• **Work instructions**
Lay out the rows below as a Markdown table with two columns, Number and Line. Give each line its row number and leave out the blank lines.
--- start of Given entries ---
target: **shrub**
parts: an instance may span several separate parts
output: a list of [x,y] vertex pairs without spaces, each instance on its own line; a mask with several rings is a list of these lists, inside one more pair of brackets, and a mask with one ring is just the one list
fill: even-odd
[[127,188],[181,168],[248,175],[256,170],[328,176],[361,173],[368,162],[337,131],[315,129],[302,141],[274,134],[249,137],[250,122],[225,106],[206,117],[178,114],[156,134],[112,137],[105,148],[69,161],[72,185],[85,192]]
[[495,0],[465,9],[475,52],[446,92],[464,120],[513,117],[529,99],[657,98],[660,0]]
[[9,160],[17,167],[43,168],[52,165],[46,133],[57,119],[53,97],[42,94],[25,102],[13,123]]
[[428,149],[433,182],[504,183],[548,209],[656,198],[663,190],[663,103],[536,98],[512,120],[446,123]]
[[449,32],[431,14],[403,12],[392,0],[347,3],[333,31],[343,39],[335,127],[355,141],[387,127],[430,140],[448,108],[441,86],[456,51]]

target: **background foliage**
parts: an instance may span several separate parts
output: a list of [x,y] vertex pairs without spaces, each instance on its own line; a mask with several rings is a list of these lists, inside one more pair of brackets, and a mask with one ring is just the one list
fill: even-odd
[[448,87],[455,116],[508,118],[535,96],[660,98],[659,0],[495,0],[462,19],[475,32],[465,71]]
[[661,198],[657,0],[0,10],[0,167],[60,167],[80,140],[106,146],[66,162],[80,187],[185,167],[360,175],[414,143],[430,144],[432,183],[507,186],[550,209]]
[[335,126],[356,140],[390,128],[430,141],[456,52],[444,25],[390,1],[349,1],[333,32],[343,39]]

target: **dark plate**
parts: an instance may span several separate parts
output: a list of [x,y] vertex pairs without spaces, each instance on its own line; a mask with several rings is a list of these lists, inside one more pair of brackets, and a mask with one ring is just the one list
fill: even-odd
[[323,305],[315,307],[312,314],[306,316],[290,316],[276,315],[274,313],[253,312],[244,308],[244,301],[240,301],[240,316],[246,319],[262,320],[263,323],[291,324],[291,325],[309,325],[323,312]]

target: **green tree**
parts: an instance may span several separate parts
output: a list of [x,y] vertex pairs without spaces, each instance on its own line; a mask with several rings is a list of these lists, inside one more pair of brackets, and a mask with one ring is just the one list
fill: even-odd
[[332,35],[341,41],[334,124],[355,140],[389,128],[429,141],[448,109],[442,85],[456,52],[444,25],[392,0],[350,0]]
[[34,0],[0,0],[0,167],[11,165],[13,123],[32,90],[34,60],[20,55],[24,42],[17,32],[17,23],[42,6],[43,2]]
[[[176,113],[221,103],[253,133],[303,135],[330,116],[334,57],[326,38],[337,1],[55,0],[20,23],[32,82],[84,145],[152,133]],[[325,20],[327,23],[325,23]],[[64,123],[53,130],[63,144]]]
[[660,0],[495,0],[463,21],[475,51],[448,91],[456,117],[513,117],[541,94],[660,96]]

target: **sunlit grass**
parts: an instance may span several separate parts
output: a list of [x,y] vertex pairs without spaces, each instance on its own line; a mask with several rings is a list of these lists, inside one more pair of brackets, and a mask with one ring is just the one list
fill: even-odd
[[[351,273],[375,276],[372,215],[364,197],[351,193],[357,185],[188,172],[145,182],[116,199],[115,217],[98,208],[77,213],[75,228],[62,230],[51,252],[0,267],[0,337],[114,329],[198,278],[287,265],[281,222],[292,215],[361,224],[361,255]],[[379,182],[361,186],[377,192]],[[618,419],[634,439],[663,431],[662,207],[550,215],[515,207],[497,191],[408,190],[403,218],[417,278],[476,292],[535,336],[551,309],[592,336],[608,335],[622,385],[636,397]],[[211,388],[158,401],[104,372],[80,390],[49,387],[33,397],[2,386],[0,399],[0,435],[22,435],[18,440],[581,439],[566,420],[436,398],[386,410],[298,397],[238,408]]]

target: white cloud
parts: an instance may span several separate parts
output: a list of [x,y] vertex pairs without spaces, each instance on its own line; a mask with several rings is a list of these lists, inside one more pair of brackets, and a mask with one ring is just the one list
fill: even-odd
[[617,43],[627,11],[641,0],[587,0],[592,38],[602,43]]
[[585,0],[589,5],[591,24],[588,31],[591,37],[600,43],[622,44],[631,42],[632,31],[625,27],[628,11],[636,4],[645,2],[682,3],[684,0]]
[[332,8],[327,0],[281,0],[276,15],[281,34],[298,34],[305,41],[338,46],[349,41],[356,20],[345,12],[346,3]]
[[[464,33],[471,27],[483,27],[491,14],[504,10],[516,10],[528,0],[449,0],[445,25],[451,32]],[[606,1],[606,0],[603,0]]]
--- end of Given entries ---
• **Exercise response**
| Number | Line |
|---|---|
| 1 | target: **shrub** |
| 2 | parts: an instance may span several separate parts |
| 3 | output: a list of [x,y] vertex pairs without spaces, each instance on its own line; a mask with several rings is a list of these lists, inside one more pair of brackets, and a mask with one ring is just the one list |
| 4 | fill: even-odd |
| 5 | [[127,188],[181,168],[248,175],[256,170],[328,176],[361,173],[368,162],[337,131],[315,129],[302,141],[274,134],[249,137],[250,122],[225,106],[206,117],[178,114],[156,134],[112,137],[105,148],[69,161],[72,185],[85,192]] |
| 6 | [[495,0],[465,9],[475,52],[446,92],[464,120],[513,117],[529,99],[657,98],[660,0]] |
| 7 | [[9,160],[17,167],[43,168],[52,165],[46,133],[57,119],[53,97],[42,94],[25,102],[13,123]] |
| 8 | [[428,149],[433,182],[504,183],[548,209],[656,198],[663,190],[663,103],[536,98],[512,120],[446,123]] |
| 9 | [[449,32],[431,14],[403,12],[392,0],[347,3],[333,31],[343,39],[335,127],[355,141],[387,127],[430,140],[448,108],[441,86],[456,51]] |
| 10 | target: **background foliage** |
| 11 | parts: an instance may span several separate parts |
| 12 | output: a list of [x,y] vertex pairs without spaces, each instance on its own line; a mask with several rings is a list of these lists, inside one more pair of brackets, and a mask with one ring is just the one list |
| 13 | fill: even-odd |
| 14 | [[448,87],[455,116],[508,118],[535,96],[660,98],[659,0],[495,0],[462,19],[475,32],[465,71]] |
| 15 | [[661,198],[657,0],[0,10],[0,167],[60,167],[80,140],[106,146],[66,162],[80,187],[185,167],[360,175],[414,143],[430,144],[432,183],[507,186],[550,209]] |
| 16 | [[335,126],[356,140],[390,128],[430,141],[456,52],[444,25],[390,1],[349,1],[333,32],[343,39]] |
| 17 | target: **dark plate** |
| 18 | parts: an instance may span several separate parts |
| 19 | output: a list of [x,y] vertex pairs without spaces, each instance on its own line; a mask with several rings is a list of these lists, inside one more pair of brackets, and a mask with one ring is just the one list |
| 20 | fill: even-odd |
| 21 | [[323,305],[315,307],[312,314],[306,316],[290,316],[276,315],[274,313],[253,312],[244,308],[244,301],[240,301],[240,316],[246,319],[262,320],[263,323],[291,324],[291,325],[309,325],[323,312]] |
| 22 | target: **green tree** |
| 23 | parts: an instance may span several separate parts |
| 24 | output: a list of [x,y] vertex pairs without spaces, each instance on its own line; a mask with several rings is a list of these lists, inside one more pair of brackets, and a mask with one ring is just the one list |
| 25 | fill: even-odd |
| 26 | [[332,35],[341,41],[334,124],[355,140],[389,128],[429,141],[448,109],[442,85],[456,52],[444,25],[392,0],[350,0]] |
| 27 | [[34,0],[0,0],[0,167],[11,165],[13,123],[32,90],[34,60],[20,55],[24,42],[17,32],[17,23],[42,6],[43,2]] |
| 28 | [[[176,113],[221,103],[253,133],[303,135],[330,116],[334,57],[326,38],[337,1],[55,0],[20,23],[32,82],[84,145],[152,133]],[[325,20],[327,23],[325,23]],[[64,123],[53,130],[63,144]]] |
| 29 | [[660,0],[495,0],[463,21],[475,51],[448,91],[456,117],[513,117],[541,94],[660,96]] |
| 30 | target: **sunlit grass** |
| 31 | parts: an instance may span several separate parts |
| 32 | output: a list of [x,y] vertex pairs without spaces, each instance on its own line; a mask with several rings is a list of these lists, inside one more pair of brackets, and a mask with one ring is just the one list |
| 33 | fill: even-odd |
| 34 | [[[351,273],[375,276],[372,215],[364,197],[351,193],[357,185],[188,172],[145,182],[116,199],[115,217],[98,208],[77,213],[75,228],[62,230],[51,252],[0,267],[0,337],[114,329],[198,278],[287,265],[281,222],[292,215],[361,224],[361,255]],[[379,182],[361,186],[377,192]],[[618,419],[634,439],[663,431],[662,207],[550,215],[515,207],[497,191],[408,190],[403,218],[417,278],[476,292],[535,336],[551,309],[592,336],[608,335],[622,385],[636,397]],[[211,388],[158,401],[104,372],[80,390],[49,387],[33,397],[2,386],[0,399],[0,435],[22,435],[18,440],[581,439],[566,420],[436,398],[386,410],[298,397],[238,408]]] |
| 35 | target: white cloud |
| 36 | parts: an instance may span several separate parts |
| 37 | output: a list of [x,y] vertex pairs without spaces, each instance on its own line; a mask with several rings is a list of these lists, inside one more pair of brackets, and a mask with one ring is just the one list |
| 38 | fill: even-odd |
| 39 | [[617,43],[627,11],[641,0],[587,0],[592,38],[602,43]] |
| 40 | [[585,0],[589,5],[591,24],[588,31],[591,37],[600,43],[622,44],[631,42],[632,31],[625,27],[628,11],[636,4],[645,2],[682,3],[684,0]] |
| 41 | [[332,8],[327,0],[281,0],[276,15],[281,34],[298,34],[305,41],[338,46],[349,41],[356,20],[345,12],[346,3]] |
| 42 | [[[464,33],[471,27],[483,27],[491,14],[504,10],[516,10],[528,0],[449,0],[445,25],[451,32]],[[606,1],[606,0],[603,0]]] |